Exercise instructions –
Please output only the lines that run from the line containing "inner ear in the photo above." through the end of the material below, exactly.

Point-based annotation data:
▶
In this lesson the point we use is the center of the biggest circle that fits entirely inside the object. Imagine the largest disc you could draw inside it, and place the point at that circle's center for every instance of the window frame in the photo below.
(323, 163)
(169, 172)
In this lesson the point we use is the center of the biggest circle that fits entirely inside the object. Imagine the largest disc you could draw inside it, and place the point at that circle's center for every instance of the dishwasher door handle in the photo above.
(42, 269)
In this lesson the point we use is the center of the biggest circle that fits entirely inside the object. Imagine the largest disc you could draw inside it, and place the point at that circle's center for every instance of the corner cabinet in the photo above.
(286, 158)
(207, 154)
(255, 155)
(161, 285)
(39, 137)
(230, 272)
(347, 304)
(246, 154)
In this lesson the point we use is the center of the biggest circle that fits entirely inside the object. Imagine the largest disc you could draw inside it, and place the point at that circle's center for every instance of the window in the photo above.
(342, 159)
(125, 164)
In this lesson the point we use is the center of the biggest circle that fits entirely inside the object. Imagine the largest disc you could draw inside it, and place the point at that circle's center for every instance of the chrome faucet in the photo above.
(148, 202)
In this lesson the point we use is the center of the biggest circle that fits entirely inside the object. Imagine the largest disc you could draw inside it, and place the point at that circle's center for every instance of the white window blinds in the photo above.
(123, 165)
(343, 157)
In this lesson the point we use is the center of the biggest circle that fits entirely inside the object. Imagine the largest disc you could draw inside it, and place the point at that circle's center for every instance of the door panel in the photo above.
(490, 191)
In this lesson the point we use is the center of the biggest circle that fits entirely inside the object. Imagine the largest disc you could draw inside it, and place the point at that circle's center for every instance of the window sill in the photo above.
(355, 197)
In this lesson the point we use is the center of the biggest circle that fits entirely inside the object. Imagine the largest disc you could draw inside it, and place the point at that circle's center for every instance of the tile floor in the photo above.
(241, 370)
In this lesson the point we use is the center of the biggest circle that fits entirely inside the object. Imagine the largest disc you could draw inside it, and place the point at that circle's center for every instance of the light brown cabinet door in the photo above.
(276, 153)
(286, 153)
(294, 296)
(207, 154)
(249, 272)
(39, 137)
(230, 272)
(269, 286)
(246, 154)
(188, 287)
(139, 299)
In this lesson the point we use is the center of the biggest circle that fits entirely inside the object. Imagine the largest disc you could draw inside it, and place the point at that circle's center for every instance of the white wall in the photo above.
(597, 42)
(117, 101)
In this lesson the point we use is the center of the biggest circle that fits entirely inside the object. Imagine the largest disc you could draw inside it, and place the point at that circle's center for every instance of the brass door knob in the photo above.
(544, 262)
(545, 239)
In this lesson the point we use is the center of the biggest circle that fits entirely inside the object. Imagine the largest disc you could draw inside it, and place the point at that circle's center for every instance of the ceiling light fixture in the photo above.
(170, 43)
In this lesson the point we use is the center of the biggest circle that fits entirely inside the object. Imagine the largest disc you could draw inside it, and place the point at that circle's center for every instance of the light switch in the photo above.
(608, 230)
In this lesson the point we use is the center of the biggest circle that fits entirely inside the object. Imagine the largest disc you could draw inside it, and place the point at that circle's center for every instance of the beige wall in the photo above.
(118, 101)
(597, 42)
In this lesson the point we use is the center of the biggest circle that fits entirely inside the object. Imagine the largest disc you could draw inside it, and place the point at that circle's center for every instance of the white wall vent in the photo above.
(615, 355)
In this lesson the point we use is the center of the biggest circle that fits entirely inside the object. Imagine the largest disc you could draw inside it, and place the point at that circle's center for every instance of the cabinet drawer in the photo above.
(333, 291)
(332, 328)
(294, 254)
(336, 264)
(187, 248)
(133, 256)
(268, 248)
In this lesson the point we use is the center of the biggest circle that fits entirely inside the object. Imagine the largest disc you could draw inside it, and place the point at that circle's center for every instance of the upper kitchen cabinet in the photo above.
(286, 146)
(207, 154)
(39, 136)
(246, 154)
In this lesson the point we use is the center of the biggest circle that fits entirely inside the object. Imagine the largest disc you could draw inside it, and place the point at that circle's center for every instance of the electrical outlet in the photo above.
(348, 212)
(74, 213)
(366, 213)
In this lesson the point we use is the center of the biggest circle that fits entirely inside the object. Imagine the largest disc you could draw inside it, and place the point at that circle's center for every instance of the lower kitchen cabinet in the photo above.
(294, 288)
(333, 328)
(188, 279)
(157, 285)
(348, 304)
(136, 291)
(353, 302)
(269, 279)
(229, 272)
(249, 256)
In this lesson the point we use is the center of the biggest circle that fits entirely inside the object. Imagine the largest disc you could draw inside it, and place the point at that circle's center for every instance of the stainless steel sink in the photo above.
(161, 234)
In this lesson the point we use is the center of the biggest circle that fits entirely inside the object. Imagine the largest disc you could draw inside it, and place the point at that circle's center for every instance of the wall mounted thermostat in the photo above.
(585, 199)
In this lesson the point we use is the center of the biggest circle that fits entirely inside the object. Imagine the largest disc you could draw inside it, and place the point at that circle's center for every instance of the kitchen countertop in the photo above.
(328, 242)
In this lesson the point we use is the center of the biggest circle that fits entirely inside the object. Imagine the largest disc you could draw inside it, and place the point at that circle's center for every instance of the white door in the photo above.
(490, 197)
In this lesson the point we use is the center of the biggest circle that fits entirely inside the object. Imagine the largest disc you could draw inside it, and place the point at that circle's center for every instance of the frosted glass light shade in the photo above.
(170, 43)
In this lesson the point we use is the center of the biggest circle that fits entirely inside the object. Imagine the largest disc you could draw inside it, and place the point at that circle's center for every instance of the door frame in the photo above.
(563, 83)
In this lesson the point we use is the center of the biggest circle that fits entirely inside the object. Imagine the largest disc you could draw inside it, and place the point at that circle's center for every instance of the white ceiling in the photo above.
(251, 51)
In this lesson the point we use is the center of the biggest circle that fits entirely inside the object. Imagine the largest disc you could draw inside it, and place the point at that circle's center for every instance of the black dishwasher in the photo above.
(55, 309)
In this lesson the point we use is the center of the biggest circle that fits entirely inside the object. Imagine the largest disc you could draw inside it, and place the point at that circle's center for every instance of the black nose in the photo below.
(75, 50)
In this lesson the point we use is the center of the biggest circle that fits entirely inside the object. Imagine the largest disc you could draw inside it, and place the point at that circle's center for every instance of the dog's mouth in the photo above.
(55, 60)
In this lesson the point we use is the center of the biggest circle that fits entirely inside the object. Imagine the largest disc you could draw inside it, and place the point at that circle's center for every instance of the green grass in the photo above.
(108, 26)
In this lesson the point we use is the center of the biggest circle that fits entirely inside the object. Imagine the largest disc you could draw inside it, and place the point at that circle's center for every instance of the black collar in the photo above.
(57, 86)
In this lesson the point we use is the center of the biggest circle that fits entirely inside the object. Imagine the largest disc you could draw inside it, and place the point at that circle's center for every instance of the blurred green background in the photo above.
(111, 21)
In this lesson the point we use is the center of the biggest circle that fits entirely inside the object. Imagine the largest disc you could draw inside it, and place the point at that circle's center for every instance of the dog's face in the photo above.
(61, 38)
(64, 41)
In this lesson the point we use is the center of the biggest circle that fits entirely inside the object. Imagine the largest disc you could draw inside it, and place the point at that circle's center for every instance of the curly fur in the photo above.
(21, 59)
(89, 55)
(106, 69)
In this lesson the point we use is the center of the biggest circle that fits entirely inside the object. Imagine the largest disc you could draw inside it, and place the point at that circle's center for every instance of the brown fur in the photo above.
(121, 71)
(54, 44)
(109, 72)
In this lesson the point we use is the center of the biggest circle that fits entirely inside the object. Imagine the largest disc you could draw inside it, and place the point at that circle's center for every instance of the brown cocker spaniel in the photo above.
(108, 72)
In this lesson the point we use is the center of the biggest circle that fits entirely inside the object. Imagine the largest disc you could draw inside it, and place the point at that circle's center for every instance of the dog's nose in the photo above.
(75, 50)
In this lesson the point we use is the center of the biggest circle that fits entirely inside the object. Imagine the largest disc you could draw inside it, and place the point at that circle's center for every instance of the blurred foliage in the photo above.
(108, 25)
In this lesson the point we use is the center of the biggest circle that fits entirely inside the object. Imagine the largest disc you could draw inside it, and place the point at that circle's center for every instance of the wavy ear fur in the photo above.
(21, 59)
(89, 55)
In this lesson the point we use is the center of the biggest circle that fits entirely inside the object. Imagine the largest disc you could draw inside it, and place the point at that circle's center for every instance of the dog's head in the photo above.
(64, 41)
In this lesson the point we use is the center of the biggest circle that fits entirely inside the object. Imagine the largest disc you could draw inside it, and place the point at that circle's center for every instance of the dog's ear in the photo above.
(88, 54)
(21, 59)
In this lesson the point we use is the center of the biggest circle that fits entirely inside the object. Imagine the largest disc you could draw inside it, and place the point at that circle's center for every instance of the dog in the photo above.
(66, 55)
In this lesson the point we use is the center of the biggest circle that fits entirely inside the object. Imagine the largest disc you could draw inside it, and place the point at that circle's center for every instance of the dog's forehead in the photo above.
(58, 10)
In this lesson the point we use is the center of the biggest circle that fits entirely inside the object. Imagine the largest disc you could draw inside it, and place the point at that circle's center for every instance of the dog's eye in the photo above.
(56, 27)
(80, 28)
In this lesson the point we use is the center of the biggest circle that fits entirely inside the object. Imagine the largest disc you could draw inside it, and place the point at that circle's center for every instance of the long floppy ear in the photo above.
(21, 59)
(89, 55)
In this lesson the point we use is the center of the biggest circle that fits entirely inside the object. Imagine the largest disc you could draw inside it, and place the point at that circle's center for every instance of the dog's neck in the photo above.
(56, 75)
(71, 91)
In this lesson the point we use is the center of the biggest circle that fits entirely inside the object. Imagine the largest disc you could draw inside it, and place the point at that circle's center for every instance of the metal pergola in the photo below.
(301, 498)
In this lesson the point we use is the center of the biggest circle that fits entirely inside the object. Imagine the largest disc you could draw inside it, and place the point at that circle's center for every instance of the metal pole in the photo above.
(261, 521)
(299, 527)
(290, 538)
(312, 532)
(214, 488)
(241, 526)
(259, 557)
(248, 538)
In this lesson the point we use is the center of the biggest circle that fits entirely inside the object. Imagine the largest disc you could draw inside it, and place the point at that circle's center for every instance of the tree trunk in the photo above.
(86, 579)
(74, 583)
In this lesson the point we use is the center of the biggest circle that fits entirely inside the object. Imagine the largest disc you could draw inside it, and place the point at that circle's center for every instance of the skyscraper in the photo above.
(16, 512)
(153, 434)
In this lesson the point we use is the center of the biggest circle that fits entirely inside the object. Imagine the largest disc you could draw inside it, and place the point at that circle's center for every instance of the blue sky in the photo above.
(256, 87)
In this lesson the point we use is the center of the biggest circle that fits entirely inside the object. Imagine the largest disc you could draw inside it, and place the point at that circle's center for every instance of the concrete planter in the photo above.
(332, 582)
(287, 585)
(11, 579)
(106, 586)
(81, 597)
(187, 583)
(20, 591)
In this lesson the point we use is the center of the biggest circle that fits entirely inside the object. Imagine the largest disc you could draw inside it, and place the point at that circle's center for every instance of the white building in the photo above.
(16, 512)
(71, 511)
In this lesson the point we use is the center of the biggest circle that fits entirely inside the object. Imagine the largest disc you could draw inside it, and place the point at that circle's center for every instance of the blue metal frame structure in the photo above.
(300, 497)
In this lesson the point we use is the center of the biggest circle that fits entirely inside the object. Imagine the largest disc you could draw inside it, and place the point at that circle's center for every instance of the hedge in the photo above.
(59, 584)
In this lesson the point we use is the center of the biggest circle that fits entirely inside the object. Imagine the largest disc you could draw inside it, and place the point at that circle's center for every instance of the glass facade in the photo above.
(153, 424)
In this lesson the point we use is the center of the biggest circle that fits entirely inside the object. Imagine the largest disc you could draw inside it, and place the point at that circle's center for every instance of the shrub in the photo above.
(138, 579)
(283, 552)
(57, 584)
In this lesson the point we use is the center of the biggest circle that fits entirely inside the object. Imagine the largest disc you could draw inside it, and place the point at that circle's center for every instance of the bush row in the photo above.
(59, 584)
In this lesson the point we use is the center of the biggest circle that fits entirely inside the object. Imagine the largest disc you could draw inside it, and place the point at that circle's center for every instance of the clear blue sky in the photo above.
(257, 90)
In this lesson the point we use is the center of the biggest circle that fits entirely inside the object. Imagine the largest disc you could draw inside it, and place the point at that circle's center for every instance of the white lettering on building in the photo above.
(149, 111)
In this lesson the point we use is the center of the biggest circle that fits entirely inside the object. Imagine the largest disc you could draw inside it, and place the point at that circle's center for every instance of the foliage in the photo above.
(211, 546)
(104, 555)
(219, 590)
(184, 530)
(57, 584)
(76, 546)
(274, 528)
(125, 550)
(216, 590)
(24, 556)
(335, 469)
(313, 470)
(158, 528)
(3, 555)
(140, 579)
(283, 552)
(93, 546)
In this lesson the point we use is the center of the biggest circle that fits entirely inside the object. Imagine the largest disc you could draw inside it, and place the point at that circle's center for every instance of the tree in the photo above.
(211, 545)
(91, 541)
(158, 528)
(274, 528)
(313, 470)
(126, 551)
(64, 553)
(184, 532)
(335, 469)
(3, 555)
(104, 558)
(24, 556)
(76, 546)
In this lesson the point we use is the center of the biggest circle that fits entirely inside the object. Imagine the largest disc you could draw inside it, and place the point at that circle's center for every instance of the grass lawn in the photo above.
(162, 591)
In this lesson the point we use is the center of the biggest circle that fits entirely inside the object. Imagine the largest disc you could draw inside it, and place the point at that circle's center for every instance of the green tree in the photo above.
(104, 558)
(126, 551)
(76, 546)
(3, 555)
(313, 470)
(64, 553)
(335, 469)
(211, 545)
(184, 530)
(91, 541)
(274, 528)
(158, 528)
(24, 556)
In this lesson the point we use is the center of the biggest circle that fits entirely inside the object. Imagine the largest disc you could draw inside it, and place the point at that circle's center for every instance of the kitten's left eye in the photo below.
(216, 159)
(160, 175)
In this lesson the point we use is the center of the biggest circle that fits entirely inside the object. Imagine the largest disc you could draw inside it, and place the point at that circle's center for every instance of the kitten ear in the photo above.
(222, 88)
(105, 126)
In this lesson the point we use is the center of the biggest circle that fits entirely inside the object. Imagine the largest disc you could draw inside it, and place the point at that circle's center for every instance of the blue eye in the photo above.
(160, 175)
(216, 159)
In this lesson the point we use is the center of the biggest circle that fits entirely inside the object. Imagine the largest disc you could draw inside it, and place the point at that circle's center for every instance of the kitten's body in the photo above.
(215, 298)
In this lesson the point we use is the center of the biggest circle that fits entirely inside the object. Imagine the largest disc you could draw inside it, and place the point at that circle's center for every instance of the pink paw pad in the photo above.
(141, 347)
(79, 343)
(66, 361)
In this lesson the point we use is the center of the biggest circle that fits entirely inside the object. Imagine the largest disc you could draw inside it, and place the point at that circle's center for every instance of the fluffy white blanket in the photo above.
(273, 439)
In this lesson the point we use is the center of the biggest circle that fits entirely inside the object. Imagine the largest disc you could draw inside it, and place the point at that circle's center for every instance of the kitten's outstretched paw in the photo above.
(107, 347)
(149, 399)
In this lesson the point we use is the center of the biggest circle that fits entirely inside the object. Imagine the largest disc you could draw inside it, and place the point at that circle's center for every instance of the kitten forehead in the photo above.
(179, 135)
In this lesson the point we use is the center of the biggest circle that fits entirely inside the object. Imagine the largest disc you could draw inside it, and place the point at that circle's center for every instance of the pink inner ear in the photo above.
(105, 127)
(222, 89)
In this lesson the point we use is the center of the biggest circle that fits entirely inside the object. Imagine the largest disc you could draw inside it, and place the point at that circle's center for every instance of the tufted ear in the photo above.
◀
Written solution –
In this lesson the point we use is the center of the biggest circle that fits entirely inside the object. Imagine the largest disc you could draw inside it, and place the point at that circle's center for every instance of the pink inner ear in the photo above.
(105, 127)
(222, 89)
In this lesson the point we use is the center of the biggest circle that fits entirely inside the object. Imagine the largest disc you could draw inside it, and place the point at that circle's center for every instance of the tufted ear in the photo above.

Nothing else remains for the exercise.